**ASSIGNED TASK**
Transcribe the news report below on Idaho's COVID-19 response word for word, beginning at the words "Nez Perce County later" and stopping after the words "as of Friday.".

TEXT FOR ANALYSIS START

Idaho Gov. Brad Little signed an executive order Friday to use $39.3 million from the state’s Disaster Emergency Account for its COVID-19 response.
Nez Perce County later reported its first death due to COVID-19 – the fourth statewide – in a person in their 80s with age-related health issues, according to Idaho North Central District public health agency. The person had been diagnosed with the disease before they died.
Kootenai County now has 16 confirmed COVID-19 cases, while the other four northern counties – Shoshone, Benewah, Bonner and Boundary – have no confirmed cases, according to the Panhandle Health District. Directly to the south, the North Central District reported no cases in Latah and Clearwater counties but four in Nez Perce County and one in Idaho County.
The new Kootenai County cases are self-isolating at home, according to the Panhandle Health District. No infected Kootenai County individuals had been hospitalized as of Friday.
Of Kootenai County’s 16 cases, 11 have been linked back to travel either out of the state or out of the country, according to Panhandle Health District public information officer Katherine Hoyer. Officials are still working to determine how five people contracted the virus.
“We’re continuing to do contact tracing with our confirmed cases,” Hoyer said. “If we do have community transmission we will certainly let the public know.”
Hoyer said more Kootenai County residents have been tested than the other four northern counties due to population size, but people in the outer counties have driven to Kootenai Health for testing. Bonner General Health also has performed testing and the health district has clinics in all five counties, Hoyer said.
People with potential COVID-19 symptoms, such as dry cough, fever and shortness of breath, can call the Panhandle Health District at (877) 415-5225 to be screened over the telephone. The health district would then inform that person whether they should seek out testing.

TEXT FOR ANALYSIS END
STUDY MATERIAL START

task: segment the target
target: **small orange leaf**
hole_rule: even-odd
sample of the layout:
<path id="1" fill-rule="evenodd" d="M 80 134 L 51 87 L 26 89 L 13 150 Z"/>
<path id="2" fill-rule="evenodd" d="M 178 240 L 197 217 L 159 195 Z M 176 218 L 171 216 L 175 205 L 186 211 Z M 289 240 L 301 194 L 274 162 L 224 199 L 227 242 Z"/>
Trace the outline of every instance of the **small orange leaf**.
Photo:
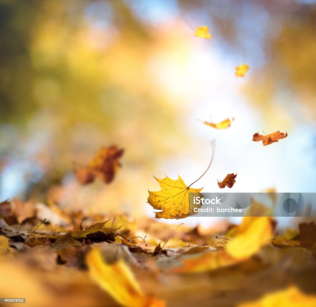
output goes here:
<path id="1" fill-rule="evenodd" d="M 280 132 L 280 130 L 266 135 L 262 135 L 259 134 L 258 132 L 257 132 L 253 135 L 252 141 L 254 142 L 262 141 L 263 146 L 266 146 L 275 142 L 278 142 L 279 140 L 284 139 L 287 136 L 287 132 L 286 132 L 284 134 L 284 133 Z"/>
<path id="2" fill-rule="evenodd" d="M 227 186 L 230 189 L 235 184 L 235 183 L 236 182 L 236 181 L 235 180 L 235 178 L 236 178 L 236 176 L 237 176 L 237 173 L 236 175 L 234 175 L 234 173 L 232 174 L 228 174 L 223 181 L 221 182 L 217 182 L 217 184 L 218 185 L 218 186 L 221 189 L 222 189 L 223 188 L 225 188 L 225 186 Z M 218 180 L 218 179 L 217 180 Z M 218 181 L 220 181 L 219 180 Z"/>
<path id="3" fill-rule="evenodd" d="M 181 264 L 170 269 L 174 272 L 201 272 L 216 270 L 236 264 L 250 258 L 273 237 L 273 220 L 265 216 L 244 217 L 240 225 L 229 232 L 231 241 L 222 250 L 185 255 Z"/>
<path id="4" fill-rule="evenodd" d="M 216 124 L 213 122 L 210 122 L 205 121 L 204 122 L 202 122 L 205 125 L 213 127 L 217 129 L 225 129 L 228 128 L 230 126 L 230 124 L 234 121 L 235 119 L 233 117 L 231 120 L 228 117 L 220 122 L 217 123 Z"/>
<path id="5" fill-rule="evenodd" d="M 212 38 L 212 35 L 209 32 L 209 28 L 207 26 L 201 26 L 195 29 L 194 35 L 202 38 L 209 40 Z"/>
<path id="6" fill-rule="evenodd" d="M 87 184 L 97 177 L 105 183 L 109 183 L 121 166 L 118 160 L 124 152 L 124 149 L 118 149 L 116 146 L 101 147 L 86 167 L 76 170 L 78 182 Z"/>
<path id="7" fill-rule="evenodd" d="M 235 67 L 235 69 L 236 71 L 235 73 L 236 77 L 242 77 L 243 78 L 246 74 L 246 73 L 249 70 L 249 66 L 246 63 L 245 63 L 237 66 Z"/>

STUDY MATERIAL END

**TASK ANSWER**
Nez Perce County later reported its first death due to COVID-19 – the fourth statewide – in a person in their 80s with age-related health issues, according to Idaho North Central District public health agency. The person had been diagnosed with the disease before they died.
Kootenai County now has 16 confirmed COVID-19 cases, while the other four northern counties – Shoshone, Benewah, Bonner and Boundary – have no confirmed cases, according to the Panhandle Health District. Directly to the south, the North Central District reported no cases in Latah and Clearwater counties but four in Nez Perce County and one in Idaho County.
The new Kootenai County cases are self-isolating at home, according to the Panhandle Health District. No infected Kootenai County individuals had been hospitalized as of Friday.